WHAT TO WORK ON ->
**1.** Can you reproduce, word for word, the portion of the question about testing garb gem Analytics calls that starts with the words containing "I'm using the" and ends with "Garb::Session.login(Username, Password)"?
**2.** Could you carry on the question about testing garb gem Analytics calls, picking up after its final sentence?

TEXT BLOCK ->
I'm using the garb gem to pull some basic stats, like pageviews, from Google Analytics. Everything's working correctly but I can't figure out the best way to test my API calls. Here's a paired down version of my Analytics class:
class Analytics
extend Garb::Model
metrics :pageviews
dimensions :page_path
Username = 'username'
Password = 'password'
WebPropertyId = 'XX-XXXXXXX-X'
# Start a session with google analytics.
#
Garb::Session.login(Username, Password)
# Find the correct web property.
#
Property = Garb::Management::Profile.all.detect {|p| p.web_property_id == WebPropertyId}
# Returns the nubmer of pageviews for a given page.
#
def self.pageviews(path)
Analytics.results(Property, :filters => {:page_path.eql => path}).first.pageviews.to_i
end
# ... a bunch of other methods to pull stats from google analytics ...
end
Pretty simple. But beyond ensuring that the constants are set, I haven't been able to write effective tests. What's the best way to test something like this? Here are some of the problems:
I'd prefer not to actually hit the API in my tests. It's slow and requires an internet connection.
The stats obviously change all the time, making it difficult to set an expectation even if I do hit the API when testing.
I think I want a mock class? But I've never used that pattern before. Any help would be awesome, even just some links to get me on the right path.

SOURCE EXCERPT ->
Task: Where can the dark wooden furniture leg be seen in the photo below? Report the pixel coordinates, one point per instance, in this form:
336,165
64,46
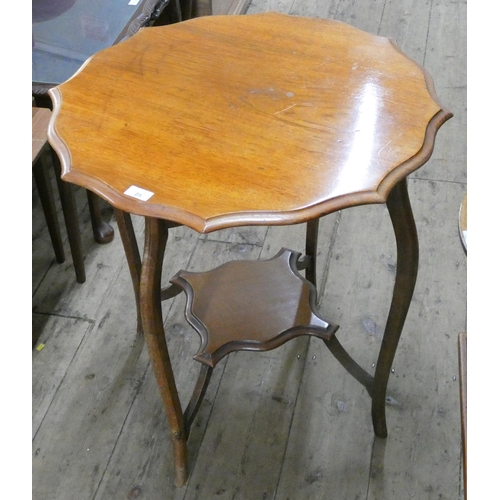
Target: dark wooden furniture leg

ANSWERS TO THE EXERCISE ->
**1.**
I'm using the garb gem to pull some basic stats, like pageviews, from Google Analytics. Everything's working correctly but I can't figure out the best way to test my API calls. Here's a paired down version of my Analytics class:
class Analytics
extend Garb::Model
metrics :pageviews
dimensions :page_path
Username = 'username'
Password = 'password'
WebPropertyId = 'XX-XXXXXXX-X'
# Start a session with google analytics.
#
Garb::Session.login(Username, Password)

**2.**
Fakeweb is a good place to start. It can isolate your SUT from the network so that slow connections don't affect your tests.
It's hard to know what else to say without knowing more about Garb. Obviously you'll need to know the format of the data to be sent and received from the API, so you can make the appropriate mocks/stubs.
I would suggest creating a testing interface that mimicks the actual calls to the google API. The other option would be to use mocks to create sample data.
I agree that it's best to not hit the actual API, since this does not gain you anything. A call to the actual API might succeed one day and fail the next because the API owners change the response format. Since GA probably won't change it's versioned API I think it's safe to create an interface that you can use in your test environments for faster testing.